Document segment

==============================

Up on the wall I have a fabulous overview of the city, albeit hazy, and of the entire fort complex. The top of the wall is currently being repaired, straightened, re-paved and certainly at some point also provided with some railing to the moat, since one could otherwise easily fall 10-15 meters into the muck below. Also the wells reaching down to the groundwater, of which there are certainly ten along the entire castle wall, are not all yet repaired and provided with sufficiently high walls …
The ASI employee comes up to me and without greeting tells me that I shouldn’t be here at all. Cell phone in hand, he is a young man, dressed considerably better than the workers he occasionally gives instructions to – but he appears uncertain and when I greet him and ask a few questions about the renovation work he is quite friendly. But his English is so rudimentary that after a few minutes he decides to just let me go on after I’ve snapped a few photos of the workers.

==============================

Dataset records
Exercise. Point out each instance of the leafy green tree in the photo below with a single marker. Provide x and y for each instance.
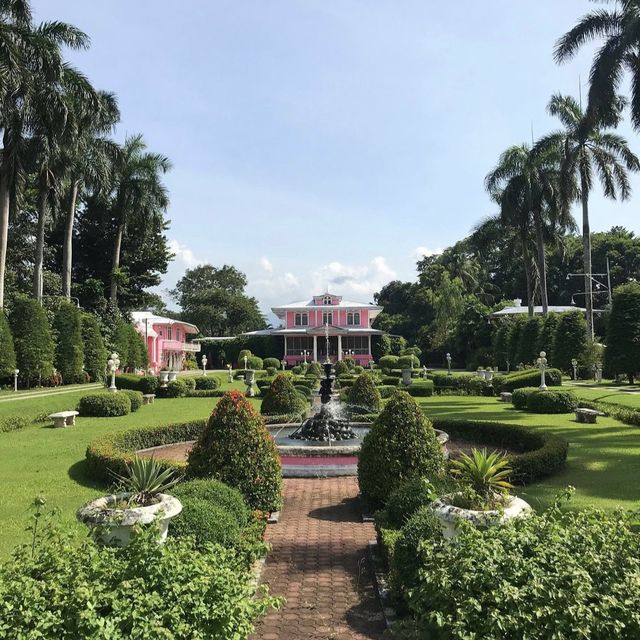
(587, 148)
(95, 351)
(622, 354)
(33, 341)
(619, 27)
(214, 299)
(528, 340)
(69, 356)
(7, 352)
(570, 340)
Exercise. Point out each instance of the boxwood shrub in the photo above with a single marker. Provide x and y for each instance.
(111, 453)
(539, 453)
(401, 444)
(135, 397)
(104, 405)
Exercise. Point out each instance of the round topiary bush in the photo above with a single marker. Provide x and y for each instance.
(282, 398)
(216, 493)
(135, 397)
(207, 382)
(401, 444)
(175, 389)
(206, 522)
(104, 405)
(235, 447)
(552, 401)
(365, 394)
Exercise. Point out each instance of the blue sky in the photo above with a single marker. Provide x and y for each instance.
(329, 142)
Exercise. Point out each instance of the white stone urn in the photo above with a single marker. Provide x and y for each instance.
(114, 524)
(449, 516)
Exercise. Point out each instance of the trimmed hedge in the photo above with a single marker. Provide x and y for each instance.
(530, 378)
(112, 453)
(135, 397)
(104, 405)
(207, 382)
(542, 454)
(12, 423)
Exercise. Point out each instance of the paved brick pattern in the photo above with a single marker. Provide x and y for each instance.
(318, 563)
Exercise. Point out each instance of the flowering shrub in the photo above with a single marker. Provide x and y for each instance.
(236, 448)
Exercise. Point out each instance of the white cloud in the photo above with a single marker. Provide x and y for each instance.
(265, 263)
(184, 254)
(425, 252)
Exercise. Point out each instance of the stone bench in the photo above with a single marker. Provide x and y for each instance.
(63, 418)
(587, 416)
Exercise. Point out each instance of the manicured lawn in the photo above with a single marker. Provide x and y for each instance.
(603, 462)
(43, 460)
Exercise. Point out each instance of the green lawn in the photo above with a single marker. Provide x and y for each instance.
(43, 460)
(603, 462)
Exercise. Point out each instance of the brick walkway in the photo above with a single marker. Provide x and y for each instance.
(318, 563)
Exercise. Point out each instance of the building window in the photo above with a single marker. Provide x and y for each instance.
(353, 319)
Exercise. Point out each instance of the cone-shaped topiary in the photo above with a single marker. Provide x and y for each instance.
(282, 398)
(402, 444)
(69, 348)
(364, 393)
(32, 340)
(236, 448)
(7, 353)
(95, 352)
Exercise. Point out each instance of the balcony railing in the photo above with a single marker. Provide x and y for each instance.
(176, 345)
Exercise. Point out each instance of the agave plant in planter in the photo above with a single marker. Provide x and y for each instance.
(140, 500)
(484, 497)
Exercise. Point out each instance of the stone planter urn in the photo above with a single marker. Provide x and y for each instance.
(113, 525)
(249, 379)
(449, 516)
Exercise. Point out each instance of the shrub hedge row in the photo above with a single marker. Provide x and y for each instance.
(111, 453)
(539, 453)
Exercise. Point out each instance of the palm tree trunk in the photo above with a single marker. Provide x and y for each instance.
(67, 244)
(586, 249)
(115, 264)
(4, 226)
(43, 195)
(542, 263)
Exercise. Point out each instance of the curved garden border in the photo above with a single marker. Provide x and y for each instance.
(542, 453)
(111, 453)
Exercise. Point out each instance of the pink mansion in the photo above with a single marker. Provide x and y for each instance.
(310, 326)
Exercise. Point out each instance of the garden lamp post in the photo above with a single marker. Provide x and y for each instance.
(114, 364)
(542, 363)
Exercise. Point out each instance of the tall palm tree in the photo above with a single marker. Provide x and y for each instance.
(587, 148)
(88, 159)
(29, 55)
(530, 178)
(620, 29)
(138, 191)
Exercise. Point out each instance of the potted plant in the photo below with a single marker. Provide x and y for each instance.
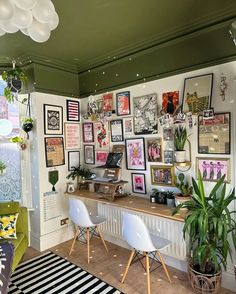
(185, 189)
(15, 78)
(180, 137)
(209, 226)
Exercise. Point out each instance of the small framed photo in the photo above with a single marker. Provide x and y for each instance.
(53, 120)
(168, 134)
(88, 132)
(128, 126)
(89, 155)
(101, 157)
(138, 183)
(73, 110)
(168, 156)
(154, 150)
(73, 159)
(117, 130)
(212, 169)
(123, 103)
(135, 154)
(162, 175)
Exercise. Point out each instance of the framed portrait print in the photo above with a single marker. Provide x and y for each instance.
(162, 175)
(72, 136)
(214, 134)
(54, 151)
(53, 120)
(73, 110)
(135, 154)
(117, 130)
(212, 169)
(138, 183)
(88, 132)
(197, 94)
(145, 114)
(101, 157)
(73, 159)
(89, 155)
(154, 150)
(123, 103)
(128, 126)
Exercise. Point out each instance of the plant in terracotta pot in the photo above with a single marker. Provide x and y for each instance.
(180, 138)
(210, 228)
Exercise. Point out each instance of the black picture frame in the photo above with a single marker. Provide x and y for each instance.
(73, 110)
(53, 119)
(71, 159)
(117, 134)
(92, 153)
(214, 132)
(122, 105)
(134, 189)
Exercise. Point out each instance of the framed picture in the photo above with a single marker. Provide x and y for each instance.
(167, 134)
(154, 150)
(101, 136)
(53, 120)
(72, 136)
(73, 110)
(168, 156)
(197, 94)
(135, 154)
(138, 183)
(88, 132)
(73, 159)
(212, 169)
(89, 155)
(117, 130)
(107, 102)
(145, 114)
(101, 157)
(162, 175)
(128, 126)
(54, 151)
(170, 102)
(123, 103)
(214, 134)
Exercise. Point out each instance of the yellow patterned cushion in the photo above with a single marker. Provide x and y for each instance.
(8, 226)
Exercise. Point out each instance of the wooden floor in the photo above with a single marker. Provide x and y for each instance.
(110, 266)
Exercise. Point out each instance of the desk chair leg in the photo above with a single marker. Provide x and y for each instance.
(148, 273)
(88, 244)
(100, 234)
(128, 265)
(164, 266)
(73, 243)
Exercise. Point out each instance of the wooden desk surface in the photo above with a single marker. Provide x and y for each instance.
(133, 203)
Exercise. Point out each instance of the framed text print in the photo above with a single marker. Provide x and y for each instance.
(53, 120)
(73, 110)
(135, 154)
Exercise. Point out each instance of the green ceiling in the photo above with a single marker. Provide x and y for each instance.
(123, 41)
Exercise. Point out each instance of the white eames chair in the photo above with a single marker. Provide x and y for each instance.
(138, 237)
(84, 222)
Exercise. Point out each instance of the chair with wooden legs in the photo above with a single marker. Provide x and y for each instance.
(143, 244)
(84, 223)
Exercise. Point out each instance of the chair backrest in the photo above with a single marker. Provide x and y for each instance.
(136, 233)
(78, 213)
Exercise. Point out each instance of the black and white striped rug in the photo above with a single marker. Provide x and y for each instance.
(52, 274)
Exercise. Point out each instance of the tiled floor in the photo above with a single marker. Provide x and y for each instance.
(110, 266)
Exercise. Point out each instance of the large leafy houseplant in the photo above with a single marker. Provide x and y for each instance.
(209, 224)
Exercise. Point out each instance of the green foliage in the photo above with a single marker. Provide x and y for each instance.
(79, 171)
(180, 137)
(210, 224)
(183, 186)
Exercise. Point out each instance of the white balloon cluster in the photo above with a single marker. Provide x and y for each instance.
(34, 18)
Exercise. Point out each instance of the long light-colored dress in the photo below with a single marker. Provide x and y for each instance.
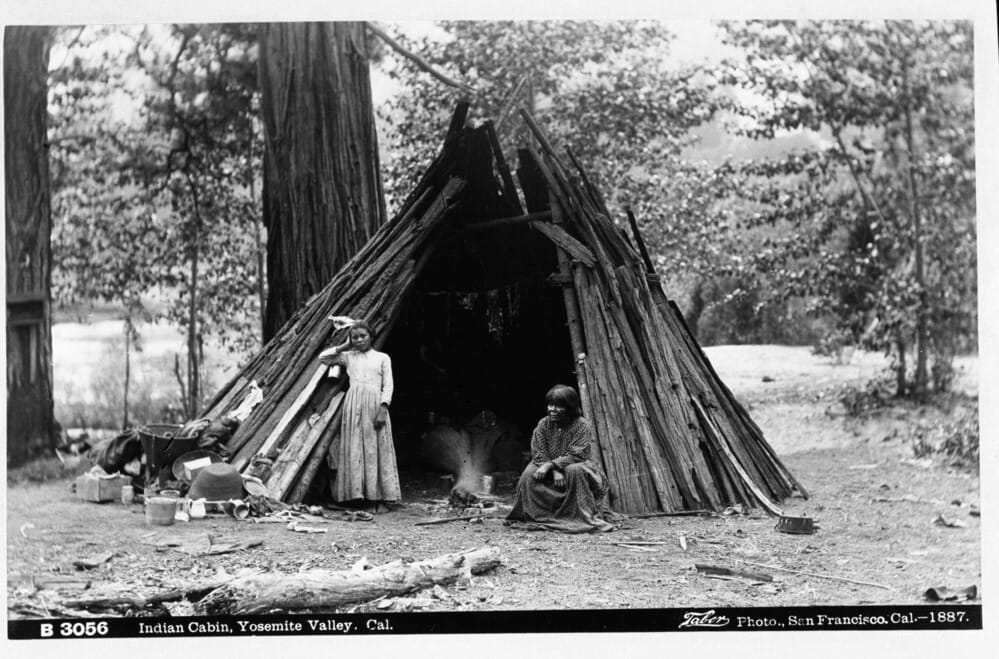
(365, 457)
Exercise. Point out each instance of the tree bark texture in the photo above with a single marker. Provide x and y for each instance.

==============================

Stated problem
In the passage about the fort wall, why will the top of the wall need a railing along the moat? Answer in one to three sentences.

Task response
Without a railing, someone could easily fall 10-15 meters into the muck of the moat below.